ЗАДАНИЕ:
Пожалуйста, перепишите фрагмент текста о Ельцине от слов «Тем не менее, Ельцин» до слов «ироническим лишь наполовину.» включительно. Вместо «Кремле» поставьте «Москве».

ПРЕДЛОЖЕННЫЙ ТЕКСТ:
------------
Но к этому времени Ельцина интересовала уже не политика, а необходимость найти преемника, который гарантировал бы ему и его семье иммунитет, после того как он покинет свой пост. В мае 1999 года Ельцин уволил Примакова и после очередного неудачного эксперимента назначил в августе своим последним премьер-министром Путина. Накануне нового 1999 года он совершил один из самых эффектных политических трюков своей карьеры. Он объявил по телевидению, что уходит в отставку за полгода до официального истечения срока своих полномочий. Он принес русскому народу извинения за свои неудачи и назвал Путина исполняющим обязанности президента и выбранным им преемником. Выборы, состоявшиеся в конце марта 2000 года, утвердили Путина в должности — он получил немногим более 50 процентов голосов. Противником его был, как обычно, коммунист Зюганов.
Если Горбачев был Моисеем, который вывел советский народ из Египта, то Ельцин был Аароном, хотя новая Россия, которой он правил, совсем не походила на страну с молочными реками в кисельных берегах. Эти два человека были ровесниками, оба прошли с помощью партийной машины путь от рядовых аппаратчиков до наивысшего поста в государстве. Но трудно было представить себе более несхожие личности. Ельцин был человеком крупным, солидным, в каком-то смысле тяжело думал, но с необыкновенно развитым политическим чутьем. Ему были чужды непосредственность Горбачева, его открытость, интеллектуальная любознательность и сообразительность. По своему политическому стилю он был «быком», тогда как Горбачев напоминал «угря». В Ельцине была склонность к рискованной игре, совершенно чуждая Горбачеву. Горбачев был блестящим учеником, который прошел путь от деревенской школы до Московского университета: выгодное начало партийной карьеры. Ельцин же получил образование в провинции, там прошла и значительная часть его политической карьеры. Он был прирожденным «аутсайдером». Горбачев всегда хотел быть «своим». Ельцин же выступал против системы и завоевал сердца всех тех, кто ее ненавидел.
Тем не менее, Ельцин был во многих отношениях гораздо более традиционным русским руководителем, чем его предшественник. Вначале это никак не вредило ему в глазах избирателей, многие из которых все еще тосковали по неудобным, но таким простым и понятным временам не оспариваемой центральной власти. Его политические манипуляции интригами в Кремле возвращали назад, к замкнутому дворцовому политиканству политбюро и царей. Горбачев был окружен коллегами, которые сами по себе были видными политическими деятелями. Ельцин заботился о том, чтобы даже самые компетентные из его соратников зависели от его милостей. Он преспокойно жертвовал ими, если считал, что они позволяют себе больше, чем им положено по чину. Прозвище Ельцина «Царь Борис» было ироническим лишь наполовину.
Сначала русские либералы и западные интеллектуалы считали, без сколько-нибудь явных оснований, что Ельцин предан демократии больше, чем Горбачев, что ему удастся провести либеральные экономические реформы, которые не осуществил его предшественник. Когда Ельцин встал после 1991 года к кормилу власти, казалось, он действительно решил, что путь реформ возобладает и что эта политика обеспечит ему место в истории. Поддержать всей своей властью программу радикальной реформы Гайдара его побудило не столько интеллектуальное убеждение, сколько инстинкт игрока и склонность повелевать. Если не считать Чечни, он продолжал уход от империи, поддерживая при этом довольно сносный порядок.
------------
ИСХОДНЫЕ ДАННЫЕ:
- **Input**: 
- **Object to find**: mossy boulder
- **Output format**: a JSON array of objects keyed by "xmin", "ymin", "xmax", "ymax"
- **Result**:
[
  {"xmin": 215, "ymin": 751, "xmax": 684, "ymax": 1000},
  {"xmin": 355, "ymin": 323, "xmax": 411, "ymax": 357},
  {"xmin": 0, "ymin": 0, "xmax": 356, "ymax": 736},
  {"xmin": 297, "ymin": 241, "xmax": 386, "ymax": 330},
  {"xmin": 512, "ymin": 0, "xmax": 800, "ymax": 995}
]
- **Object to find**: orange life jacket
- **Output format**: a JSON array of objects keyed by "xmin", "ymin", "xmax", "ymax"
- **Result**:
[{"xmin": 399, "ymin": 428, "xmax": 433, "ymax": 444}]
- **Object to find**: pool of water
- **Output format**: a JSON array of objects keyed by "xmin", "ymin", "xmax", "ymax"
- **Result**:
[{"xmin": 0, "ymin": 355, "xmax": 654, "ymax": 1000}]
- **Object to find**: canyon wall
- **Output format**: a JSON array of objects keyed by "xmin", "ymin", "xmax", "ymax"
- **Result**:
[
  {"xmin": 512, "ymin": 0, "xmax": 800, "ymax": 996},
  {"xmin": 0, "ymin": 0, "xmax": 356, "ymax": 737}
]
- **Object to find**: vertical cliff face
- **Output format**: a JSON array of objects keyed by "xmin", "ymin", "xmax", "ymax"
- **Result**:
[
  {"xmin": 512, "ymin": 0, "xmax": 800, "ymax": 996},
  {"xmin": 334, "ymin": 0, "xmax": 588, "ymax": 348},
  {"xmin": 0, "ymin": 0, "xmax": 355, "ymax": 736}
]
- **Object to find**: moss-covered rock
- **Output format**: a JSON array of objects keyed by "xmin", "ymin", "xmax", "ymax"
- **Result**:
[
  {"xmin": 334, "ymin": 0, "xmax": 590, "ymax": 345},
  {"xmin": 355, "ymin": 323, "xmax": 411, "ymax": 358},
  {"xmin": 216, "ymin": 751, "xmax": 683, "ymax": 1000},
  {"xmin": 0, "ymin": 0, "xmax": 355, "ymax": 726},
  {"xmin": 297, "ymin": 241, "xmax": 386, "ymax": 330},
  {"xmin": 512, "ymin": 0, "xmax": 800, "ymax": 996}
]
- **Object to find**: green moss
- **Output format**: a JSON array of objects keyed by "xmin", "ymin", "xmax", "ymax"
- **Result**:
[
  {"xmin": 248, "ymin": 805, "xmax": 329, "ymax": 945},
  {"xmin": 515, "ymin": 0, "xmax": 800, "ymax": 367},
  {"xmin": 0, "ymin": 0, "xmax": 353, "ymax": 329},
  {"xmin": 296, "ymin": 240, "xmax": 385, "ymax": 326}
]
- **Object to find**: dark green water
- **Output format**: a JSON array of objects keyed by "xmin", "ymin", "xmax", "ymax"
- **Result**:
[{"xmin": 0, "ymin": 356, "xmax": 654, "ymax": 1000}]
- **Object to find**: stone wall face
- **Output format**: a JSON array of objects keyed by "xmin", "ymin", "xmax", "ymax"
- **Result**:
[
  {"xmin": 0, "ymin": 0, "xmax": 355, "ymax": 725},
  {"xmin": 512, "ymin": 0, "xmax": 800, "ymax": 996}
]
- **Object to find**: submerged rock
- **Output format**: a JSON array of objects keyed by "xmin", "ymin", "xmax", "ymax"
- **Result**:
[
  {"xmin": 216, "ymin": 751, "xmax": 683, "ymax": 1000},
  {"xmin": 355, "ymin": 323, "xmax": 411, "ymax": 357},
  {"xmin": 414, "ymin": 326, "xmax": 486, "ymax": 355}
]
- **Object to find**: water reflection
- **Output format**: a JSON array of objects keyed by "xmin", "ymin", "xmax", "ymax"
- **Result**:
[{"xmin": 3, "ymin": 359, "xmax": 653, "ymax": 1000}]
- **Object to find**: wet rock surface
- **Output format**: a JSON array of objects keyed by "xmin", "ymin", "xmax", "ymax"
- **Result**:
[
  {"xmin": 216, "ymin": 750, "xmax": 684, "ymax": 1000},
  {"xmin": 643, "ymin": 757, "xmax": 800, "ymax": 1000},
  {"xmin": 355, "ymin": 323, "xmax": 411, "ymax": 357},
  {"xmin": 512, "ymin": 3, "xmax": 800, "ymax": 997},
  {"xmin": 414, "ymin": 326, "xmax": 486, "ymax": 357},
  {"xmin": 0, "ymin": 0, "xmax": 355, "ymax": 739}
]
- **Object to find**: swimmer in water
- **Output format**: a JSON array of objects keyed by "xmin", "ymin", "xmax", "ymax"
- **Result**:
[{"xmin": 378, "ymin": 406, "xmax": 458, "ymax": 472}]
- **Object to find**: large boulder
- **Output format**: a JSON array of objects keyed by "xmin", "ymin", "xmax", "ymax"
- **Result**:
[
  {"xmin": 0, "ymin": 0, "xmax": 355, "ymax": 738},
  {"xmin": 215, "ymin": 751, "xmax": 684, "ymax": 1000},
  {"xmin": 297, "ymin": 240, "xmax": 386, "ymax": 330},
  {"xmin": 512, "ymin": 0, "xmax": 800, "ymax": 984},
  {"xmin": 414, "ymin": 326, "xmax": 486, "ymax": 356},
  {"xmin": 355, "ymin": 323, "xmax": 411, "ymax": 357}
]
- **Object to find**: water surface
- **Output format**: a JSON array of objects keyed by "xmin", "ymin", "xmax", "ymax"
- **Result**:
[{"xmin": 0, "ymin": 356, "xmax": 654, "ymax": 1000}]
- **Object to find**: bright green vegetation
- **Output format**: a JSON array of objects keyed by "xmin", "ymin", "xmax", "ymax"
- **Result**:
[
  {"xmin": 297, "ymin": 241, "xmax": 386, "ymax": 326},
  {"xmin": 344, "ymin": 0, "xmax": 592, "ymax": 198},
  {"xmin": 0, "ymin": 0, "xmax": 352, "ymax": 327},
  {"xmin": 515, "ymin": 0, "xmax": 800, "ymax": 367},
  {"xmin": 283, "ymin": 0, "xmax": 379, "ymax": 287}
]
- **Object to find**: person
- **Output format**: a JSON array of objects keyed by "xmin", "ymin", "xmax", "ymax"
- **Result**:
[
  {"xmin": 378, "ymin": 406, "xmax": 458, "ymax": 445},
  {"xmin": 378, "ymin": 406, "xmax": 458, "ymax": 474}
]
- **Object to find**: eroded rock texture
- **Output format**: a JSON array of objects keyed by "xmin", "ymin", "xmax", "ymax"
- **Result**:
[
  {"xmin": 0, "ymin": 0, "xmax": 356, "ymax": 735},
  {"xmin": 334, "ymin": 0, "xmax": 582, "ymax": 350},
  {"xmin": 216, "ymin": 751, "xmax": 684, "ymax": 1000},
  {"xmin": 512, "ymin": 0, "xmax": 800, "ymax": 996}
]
------------
РЕШЕНИЕ ЗАДАНИЯ:
Тем не менее, Ельцин был во многих отношениях гораздо более традиционным русским руководителем, чем его предшественник. Вначале это никак не вредило ему в глазах избирателей, многие из которых все еще тосковали по неудобным, но таким простым и понятным временам не оспариваемой центральной власти. Его политические манипуляции интригами в Москве возвращали назад, к замкнутому дворцовому политиканству политбюро и царей. Горбачев был окружен коллегами, которые сами по себе были видными политическими деятелями. Ельцин заботился о том, чтобы даже самые компетентные из его соратников зависели от его милостей. Он преспокойно жертвовал ими, если считал, что они позволяют себе больше, чем им положено по чину. Прозвище Ельцина «Царь Борис» было ироническим лишь наполовину.